▸ PROMPT
Leaving out the pictures, please retype each record exactly.

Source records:
------------------------
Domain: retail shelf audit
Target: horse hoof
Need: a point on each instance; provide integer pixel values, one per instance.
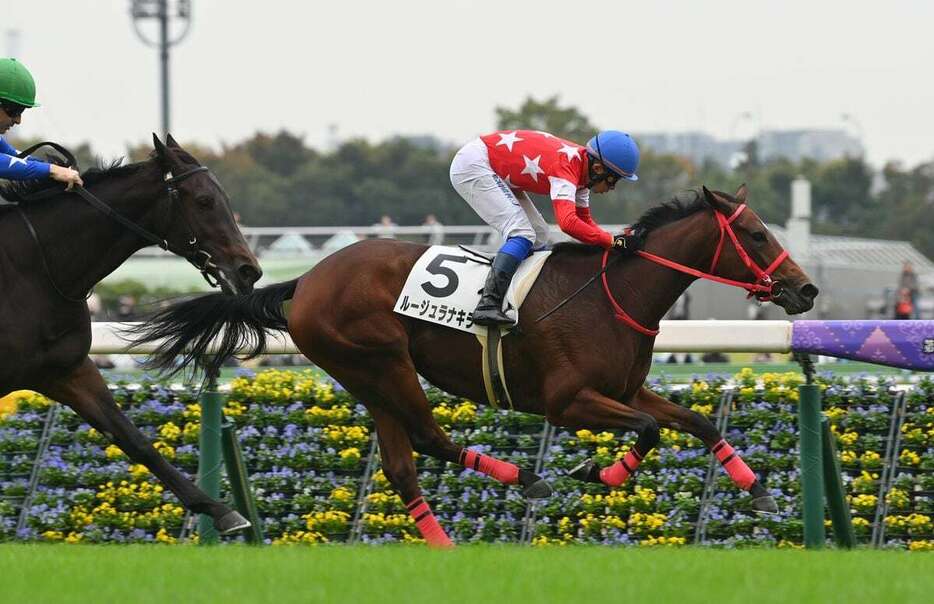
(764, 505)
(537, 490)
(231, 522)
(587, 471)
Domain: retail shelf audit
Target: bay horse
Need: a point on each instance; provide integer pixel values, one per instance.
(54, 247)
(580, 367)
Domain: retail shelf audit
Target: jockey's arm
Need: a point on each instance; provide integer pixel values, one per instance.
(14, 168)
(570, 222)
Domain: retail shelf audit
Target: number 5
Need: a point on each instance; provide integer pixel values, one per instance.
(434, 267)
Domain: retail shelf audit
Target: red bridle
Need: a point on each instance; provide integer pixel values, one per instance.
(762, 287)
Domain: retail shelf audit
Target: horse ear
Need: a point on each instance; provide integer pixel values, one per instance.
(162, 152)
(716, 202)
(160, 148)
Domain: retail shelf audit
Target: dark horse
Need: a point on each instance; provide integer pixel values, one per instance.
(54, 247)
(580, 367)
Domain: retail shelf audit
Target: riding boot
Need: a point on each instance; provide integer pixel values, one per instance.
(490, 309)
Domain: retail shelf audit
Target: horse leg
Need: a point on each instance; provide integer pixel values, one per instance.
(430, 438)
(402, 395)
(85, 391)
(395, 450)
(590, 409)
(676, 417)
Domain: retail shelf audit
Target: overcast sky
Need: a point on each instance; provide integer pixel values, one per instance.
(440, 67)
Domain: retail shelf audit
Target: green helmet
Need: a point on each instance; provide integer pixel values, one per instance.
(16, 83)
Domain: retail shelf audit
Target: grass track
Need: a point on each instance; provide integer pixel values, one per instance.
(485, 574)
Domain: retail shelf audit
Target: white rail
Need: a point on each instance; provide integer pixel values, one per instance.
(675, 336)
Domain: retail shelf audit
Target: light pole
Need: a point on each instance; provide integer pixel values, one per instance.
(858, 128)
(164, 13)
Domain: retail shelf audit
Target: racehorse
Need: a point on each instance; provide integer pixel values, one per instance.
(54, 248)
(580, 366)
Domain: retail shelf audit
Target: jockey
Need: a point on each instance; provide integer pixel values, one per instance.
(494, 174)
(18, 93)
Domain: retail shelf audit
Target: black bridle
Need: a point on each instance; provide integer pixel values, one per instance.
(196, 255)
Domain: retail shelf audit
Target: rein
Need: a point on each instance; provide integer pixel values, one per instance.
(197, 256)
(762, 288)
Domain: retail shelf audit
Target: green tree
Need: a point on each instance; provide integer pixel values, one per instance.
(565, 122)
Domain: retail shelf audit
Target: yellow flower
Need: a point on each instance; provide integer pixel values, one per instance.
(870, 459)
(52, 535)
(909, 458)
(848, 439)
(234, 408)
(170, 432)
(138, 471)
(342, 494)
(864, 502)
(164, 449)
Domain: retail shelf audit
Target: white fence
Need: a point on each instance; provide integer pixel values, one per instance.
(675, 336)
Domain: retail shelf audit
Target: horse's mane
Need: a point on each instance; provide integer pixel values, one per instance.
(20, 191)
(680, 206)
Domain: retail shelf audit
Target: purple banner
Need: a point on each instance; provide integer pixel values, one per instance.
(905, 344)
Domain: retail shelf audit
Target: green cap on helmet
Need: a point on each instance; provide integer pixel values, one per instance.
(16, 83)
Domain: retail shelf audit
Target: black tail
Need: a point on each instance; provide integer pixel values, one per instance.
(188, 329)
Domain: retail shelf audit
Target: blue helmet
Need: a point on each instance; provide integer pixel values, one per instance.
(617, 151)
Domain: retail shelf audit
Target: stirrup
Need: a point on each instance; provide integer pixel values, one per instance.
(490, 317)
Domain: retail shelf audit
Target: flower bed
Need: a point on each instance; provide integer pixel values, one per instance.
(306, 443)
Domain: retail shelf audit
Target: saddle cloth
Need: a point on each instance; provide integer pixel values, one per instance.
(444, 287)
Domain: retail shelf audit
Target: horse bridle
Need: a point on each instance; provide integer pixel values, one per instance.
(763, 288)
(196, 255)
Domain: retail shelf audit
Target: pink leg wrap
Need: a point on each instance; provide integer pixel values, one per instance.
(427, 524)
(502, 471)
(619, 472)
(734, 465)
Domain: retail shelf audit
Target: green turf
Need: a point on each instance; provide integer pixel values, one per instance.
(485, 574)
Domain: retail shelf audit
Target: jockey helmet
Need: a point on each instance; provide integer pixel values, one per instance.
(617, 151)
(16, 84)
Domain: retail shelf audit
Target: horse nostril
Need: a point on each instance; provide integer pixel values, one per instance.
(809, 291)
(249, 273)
------------------------
▸ SOLVED PROBLEM
Domain: retail shelf audit
Target: horse hoof
Need: a point on each instance; provide integer pixel values, one per instance.
(764, 505)
(537, 490)
(231, 522)
(587, 471)
Domain: retail shelf audit
Target: bay horse
Need: a point on each instance; provide integer pixel values, one per instance.
(54, 247)
(580, 367)
Domain: retail shelf audit
Target: jockey's arm
Need: a point on each instance; provide integer pixel values, one per instance.
(14, 168)
(570, 222)
Domain: retail shelf audit
Target: number 5
Need: a point on each instance; provide integer pixel values, one per instance.
(434, 267)
Domain: retail shelf audit
Target: red bridle
Need: a point on each instance; provide integer pixel values, one per instance.
(762, 287)
Domain: retail shelf audit
Target: horse ear
Need: a point on each instance; provide integer pixel values, one per instance.
(162, 152)
(716, 202)
(160, 148)
Domain: retail shelf audit
Target: dark horse
Need: a point on each instance; provide integer pixel values, one per instance.
(54, 247)
(580, 367)
Domain: retail shelf audit
Target: riding boot
Need: a point on each instance; provide integer pixel values, one per instance.
(490, 309)
Domain: retail shelf audit
Target: horse leg
Need: a point on each instance; provide integer pixel values, one per instance.
(430, 438)
(402, 395)
(85, 391)
(395, 450)
(590, 409)
(676, 417)
Domain: retail shelf audit
Target: overcast sky
Need: a point on each instance; provide integer pixel values, one per instance.
(440, 67)
Domain: retail shelf audit
Target: green helmet
Need: a point on each instance; provide integer pixel values, one per instance.
(16, 83)
Domain: retail shelf audit
Target: grass track
Need: a point on each instance; provide integer pixel values, one per instance.
(485, 574)
Domain: retail shelf audit
Target: white rail
Need: a point on each instance; provide integer pixel values, one per instance.
(675, 336)
Domain: retail shelf audit
Target: light pole
Need: a point on each instance; provide integer pixel values, one per instance.
(858, 128)
(164, 13)
Domain: retail shelf audit
Target: racehorse
Need: a point on each instance; provide integer pixel values, one per instance.
(54, 248)
(580, 366)
Domain: retail shelf audit
Target: jockey
Need: a point on each instance; provide integer pixel values, one per instance.
(494, 174)
(18, 93)
Domain: retail shelf audit
Target: black bridle
Need: a point on each instance; provide integer pixel values, one per instance.
(196, 255)
Domain: retail shelf audit
Target: rein
Need: a point on each instance; provide integer pixel values, one per instance.
(197, 256)
(762, 288)
Domain: retail shelf audit
Target: green tree
Need: a point on each instance; provide integer pixel values, one per instance.
(565, 122)
Domain: retail shelf audit
Target: yellow flower
Need: a point on each instance; provide integer pixel values, one per instance.
(870, 459)
(52, 535)
(909, 458)
(848, 439)
(234, 408)
(170, 432)
(138, 471)
(342, 494)
(864, 502)
(164, 449)
Domain: retail shelf audit
Target: white fence
Need: a point on each instance; provide integer pixel values, one per instance.
(675, 336)
Domain: retail shelf audit
Target: horse's mane
Need: a point on each instance; provide integer pixel values, one per instance.
(20, 191)
(680, 206)
Domain: retail shelf audit
Target: purple banner
Need: a point on each instance; provide integer pixel values, one per instance.
(905, 344)
Domain: retail shelf audit
Target: green cap on helmet
Need: a point on each instance; provide integer pixel values, one per instance.
(16, 83)
Domain: retail shelf audit
Target: black tail
Need: a point on each instance; provide integer pixel values, one per instance.
(188, 329)
Domain: retail shelf audit
Target: blue helmet
Need: a point on each instance; provide integer pixel values, one per instance.
(617, 151)
Domain: retail shelf audit
Target: stirrup
Need: a point on each instance; provide integer pixel values, one per instance.
(490, 317)
Domain: retail shelf audit
Target: flower bed
Need: a point on each instance; provide integer pixel values, one per instance.
(306, 443)
Domain: retail shelf audit
Target: saddle cloth
Need: a point on each instance; provide integer pixel values, one per instance.
(444, 287)
Domain: retail shelf audit
Target: horse bridle
Need: a point on each instance; provide integer pixel values, one per instance.
(763, 288)
(196, 255)
Domain: retail shelf audit
Target: pink leg wrap
Need: a point on each instance; provide integer pixel values, one per instance.
(427, 524)
(502, 471)
(619, 472)
(734, 465)
Domain: retail shelf audit
Target: green turf
Need: a point on each instance; provide integer pixel values, one per instance.
(485, 574)
Domain: retail shelf audit
Target: jockey helmet
Need: a point on each instance; provide integer pixel values, one per instance.
(617, 151)
(16, 84)
Domain: retail shelf audit
Target: horse nostril
Need: a point on each instance; provide integer pixel values, one per instance.
(809, 291)
(249, 273)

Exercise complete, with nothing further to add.